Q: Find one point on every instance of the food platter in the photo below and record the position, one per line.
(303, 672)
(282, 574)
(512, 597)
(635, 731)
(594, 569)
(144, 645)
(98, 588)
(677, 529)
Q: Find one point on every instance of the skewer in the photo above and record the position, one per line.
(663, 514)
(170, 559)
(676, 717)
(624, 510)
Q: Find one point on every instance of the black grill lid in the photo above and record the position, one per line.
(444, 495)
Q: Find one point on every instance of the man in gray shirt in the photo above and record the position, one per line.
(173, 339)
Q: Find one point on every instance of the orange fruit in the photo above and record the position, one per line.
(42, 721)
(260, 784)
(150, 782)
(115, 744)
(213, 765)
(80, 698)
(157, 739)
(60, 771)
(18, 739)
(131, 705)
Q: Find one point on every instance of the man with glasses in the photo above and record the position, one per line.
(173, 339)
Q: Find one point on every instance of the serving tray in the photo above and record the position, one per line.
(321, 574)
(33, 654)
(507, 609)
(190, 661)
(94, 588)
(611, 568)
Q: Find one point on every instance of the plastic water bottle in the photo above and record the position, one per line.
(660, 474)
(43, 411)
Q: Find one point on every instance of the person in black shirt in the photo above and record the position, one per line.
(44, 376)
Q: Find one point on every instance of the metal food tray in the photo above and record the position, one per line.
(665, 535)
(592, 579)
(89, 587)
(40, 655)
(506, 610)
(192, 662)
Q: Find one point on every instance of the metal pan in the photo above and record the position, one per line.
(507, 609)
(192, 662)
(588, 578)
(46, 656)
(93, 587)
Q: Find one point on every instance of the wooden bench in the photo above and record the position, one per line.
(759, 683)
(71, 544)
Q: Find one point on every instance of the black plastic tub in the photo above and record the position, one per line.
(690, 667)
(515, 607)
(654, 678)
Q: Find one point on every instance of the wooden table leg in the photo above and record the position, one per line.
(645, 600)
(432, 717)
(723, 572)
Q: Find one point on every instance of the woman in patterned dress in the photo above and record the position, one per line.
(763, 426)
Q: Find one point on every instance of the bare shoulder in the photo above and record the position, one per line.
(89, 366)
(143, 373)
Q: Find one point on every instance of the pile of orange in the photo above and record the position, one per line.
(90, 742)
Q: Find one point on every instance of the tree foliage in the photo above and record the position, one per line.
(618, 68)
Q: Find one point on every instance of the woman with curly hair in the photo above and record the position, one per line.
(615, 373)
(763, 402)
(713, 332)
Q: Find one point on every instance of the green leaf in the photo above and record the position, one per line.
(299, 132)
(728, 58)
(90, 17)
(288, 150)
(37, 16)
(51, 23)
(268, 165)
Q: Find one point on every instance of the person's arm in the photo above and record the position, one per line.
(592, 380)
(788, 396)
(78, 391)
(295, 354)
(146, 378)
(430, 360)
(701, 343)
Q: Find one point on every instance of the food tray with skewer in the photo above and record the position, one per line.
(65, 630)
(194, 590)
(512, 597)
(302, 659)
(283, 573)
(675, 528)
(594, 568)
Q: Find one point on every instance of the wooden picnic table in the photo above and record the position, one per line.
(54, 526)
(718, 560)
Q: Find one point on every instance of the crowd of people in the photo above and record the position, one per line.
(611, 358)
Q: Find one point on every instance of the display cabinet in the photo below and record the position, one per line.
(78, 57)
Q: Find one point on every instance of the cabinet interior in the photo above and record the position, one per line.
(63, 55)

============================================================

* Assignment *
Retype the records in their entirety, matching each one exactly.

* Response to the exercise *
Q: Find one point on every instance of the food platter in the photo below and record the position, one per line.
(303, 672)
(282, 574)
(512, 597)
(635, 731)
(594, 569)
(144, 645)
(98, 588)
(677, 529)
Q: Find one point on every instance of the skewer in the photo above and record the position, one per line.
(663, 514)
(170, 559)
(676, 717)
(624, 510)
Q: Find one point on every instance of the black grill lid in the photo above and record the position, one per line.
(444, 495)
Q: Find one point on every instance of the man in gray shirt in the photo above and record the position, one per line.
(173, 339)
Q: Find one point on every instance of the orange fruit in the photo above and record the position, one per line.
(42, 721)
(260, 784)
(150, 782)
(115, 744)
(213, 765)
(80, 698)
(157, 739)
(60, 771)
(18, 739)
(131, 705)
Q: Find one point on every instance of the man with glasses in the photo above and record the position, one per line.
(173, 339)
Q: Find one point on every instance of the serving tray in the photo above and record the position, one per line.
(321, 574)
(33, 654)
(507, 609)
(190, 661)
(94, 588)
(611, 568)
Q: Find one point on every instance of the plastic water bottle in the photo above and record the position, one per line.
(660, 474)
(43, 411)
Q: Find one point on every instance of the person in black shirt in the photo above and record the position, one per line.
(44, 376)
Q: Find one point on every instance of the metal food tray in the photo above and record the position, one per line.
(665, 535)
(592, 579)
(89, 587)
(40, 655)
(506, 610)
(192, 662)
Q: Find one point on every instance of the metal pan in the photo above and record the position, one per line.
(507, 609)
(192, 662)
(588, 578)
(46, 656)
(93, 587)
Q: Find one point on every instance of the wooden bench in the photo above and record the position, one per line.
(759, 683)
(71, 544)
Q: Find one point on every instance of the black plastic tub in the photo above and record the position, one per line.
(690, 667)
(515, 607)
(654, 678)
Q: Find one point on every instance of the wooden table leg in the photo above and record the position, one per line.
(645, 600)
(432, 717)
(723, 572)
Q: Find one point on every instance of the woman in patterned dress in the photo above and record the position, one per line.
(763, 426)
Q: Find one point on every instance of the bare shoulder in the photo above and record the position, one per line.
(89, 366)
(143, 373)
Q: Find one point on every instance of the pile of orange in the photo above and record the position, one per line.
(90, 742)
Q: Find one point on every instance of the tree foliage in the photo above and record the position, one per line.
(618, 68)
Q: Find one point on every instance of the woman with curly hair in the photo above and record the position, one per line.
(615, 373)
(763, 402)
(713, 332)
Q: Find one point on every instance of the green leaf in the photo above and record the position, one per line.
(299, 132)
(728, 58)
(90, 17)
(288, 150)
(37, 16)
(51, 23)
(268, 165)
Q: Find one point on every instance of the person's arm in the photo above and record the position, one per line.
(592, 380)
(788, 396)
(78, 391)
(295, 354)
(146, 378)
(430, 360)
(701, 343)
Q: Find one point on every instance of the food tray with skewer in the photo above and record the position, one per line.
(65, 630)
(194, 590)
(512, 597)
(302, 659)
(283, 573)
(675, 528)
(594, 568)
Q: Find one point on every instance of the wooden picnic table in the photo above and record the position, one per line.
(54, 526)
(718, 560)
Q: Find one point on every instance of the crowd of people in the photo above and record the position, one per line.
(611, 358)
Q: Find one point on every instance of the display cabinet in the photo below and record the position, one per line.
(78, 57)
Q: Find one point on every instance of the cabinet interior in the photo above and record the position, one per line.
(63, 55)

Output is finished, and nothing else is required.